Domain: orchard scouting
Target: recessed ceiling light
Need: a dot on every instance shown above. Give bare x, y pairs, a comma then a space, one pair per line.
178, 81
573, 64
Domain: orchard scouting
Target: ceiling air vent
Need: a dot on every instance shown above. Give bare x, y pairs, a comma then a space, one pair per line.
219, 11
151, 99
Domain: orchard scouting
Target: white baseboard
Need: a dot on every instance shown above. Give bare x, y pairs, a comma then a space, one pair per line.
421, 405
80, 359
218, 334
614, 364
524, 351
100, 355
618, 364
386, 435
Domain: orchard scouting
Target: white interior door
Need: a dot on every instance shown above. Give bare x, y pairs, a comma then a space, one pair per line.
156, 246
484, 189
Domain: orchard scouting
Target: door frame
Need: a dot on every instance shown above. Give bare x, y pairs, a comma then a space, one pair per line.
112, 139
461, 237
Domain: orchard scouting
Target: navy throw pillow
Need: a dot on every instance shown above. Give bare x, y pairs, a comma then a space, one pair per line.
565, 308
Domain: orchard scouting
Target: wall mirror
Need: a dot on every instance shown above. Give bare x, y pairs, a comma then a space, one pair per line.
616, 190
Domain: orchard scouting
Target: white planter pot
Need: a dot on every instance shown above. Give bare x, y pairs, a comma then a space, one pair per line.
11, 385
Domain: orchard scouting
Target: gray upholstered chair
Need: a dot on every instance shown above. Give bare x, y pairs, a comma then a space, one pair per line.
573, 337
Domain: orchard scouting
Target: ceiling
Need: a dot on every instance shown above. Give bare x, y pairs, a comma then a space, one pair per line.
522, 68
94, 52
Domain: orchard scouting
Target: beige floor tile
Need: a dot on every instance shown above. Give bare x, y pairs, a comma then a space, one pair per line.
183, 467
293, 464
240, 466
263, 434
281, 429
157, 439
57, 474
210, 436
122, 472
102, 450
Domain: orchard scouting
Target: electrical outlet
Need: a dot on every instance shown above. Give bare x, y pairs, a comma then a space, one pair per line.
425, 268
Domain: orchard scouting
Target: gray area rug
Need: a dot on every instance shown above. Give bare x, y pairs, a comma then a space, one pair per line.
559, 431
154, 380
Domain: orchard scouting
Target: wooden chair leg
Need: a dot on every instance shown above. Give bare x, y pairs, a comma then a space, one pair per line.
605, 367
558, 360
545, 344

• Instructions to follow:
Each record above should be transcribed exactly.

• Task output:
Domain: orchard scouting
Target: recessed ceiling light
Need: a dot on every instance shown above. Give bare x, y pairs, a comma then a space, one pair per line.
178, 81
573, 64
Domain: orchard scouting
Target: ceiling air vent
Need: a dot on every instance shown above. Give bare x, y pairs, a comma then a space, one pair per line.
219, 11
151, 99
Domain: orchard scouting
Target: white baseboard
Need: a dot on every instance shown above. Give bare x, y pairs, a comma then a space, one pair per line.
421, 405
80, 359
218, 334
614, 364
524, 351
100, 355
618, 364
386, 435
Domain: orchard scouting
Target: white interior door
Need: a dot on every instance shown above. Give bare x, y pairs, a comma then a space, one pair per line.
156, 246
484, 189
Domain: orchard scouting
Target: door frame
Need: a dot on every instance shown above. Give bare x, y pairs, a comma then a space, one pair per line.
112, 139
461, 237
Domain: orchard scouting
Target: navy throw pillow
Need: a dot on every instance shown above. Give bare x, y pairs, a comma then a space, one pair per line.
565, 308
Domain: orchard scouting
Target: wall mirror
Need: a dot on every instance shown above. Give bare x, y pairs, a comma then a space, one pair per line.
616, 190
Domain: orchard scouting
Target: white planter pot
Need: a dot on every instance shown above. Give bare x, y pairs, a comma then a space, one pair per line.
11, 385
Domain: orchard scouting
Target: gray upholstered chair
Need: a dot on every instance shown above. Give bare x, y pairs, a comma then a space, one pair per line.
573, 337
Domain: orchard scouting
Target: ceiling
Need: a dot on every instance shown above. Give bare x, y pairs, a comma then a space, one pair per line.
522, 68
94, 52
Domain: orchard scouting
Target: beige floor tile
Need: a dot on every instance shown above. Give bare x, y pairs, a comma then a space, one pair per line.
183, 467
293, 464
240, 466
263, 434
281, 429
157, 439
57, 474
210, 436
122, 472
102, 450
Domain: orchard scouting
Target: electrical outlet
Need: a dot on every instance shown above. Give bare x, y pairs, a comma then a space, one pair per line.
425, 268
Domain: orchard scouting
Target: gray area rug
Need: a dot on every instance shown above. Give bare x, y pairs, a comma then a space, one pair per line.
559, 431
154, 380
Domain: orchard scouting
Target: wooden chair leg
Need: a dot on every instance shown above. Give bare x, y pairs, a comma then a space, one pair per line.
605, 367
558, 360
545, 344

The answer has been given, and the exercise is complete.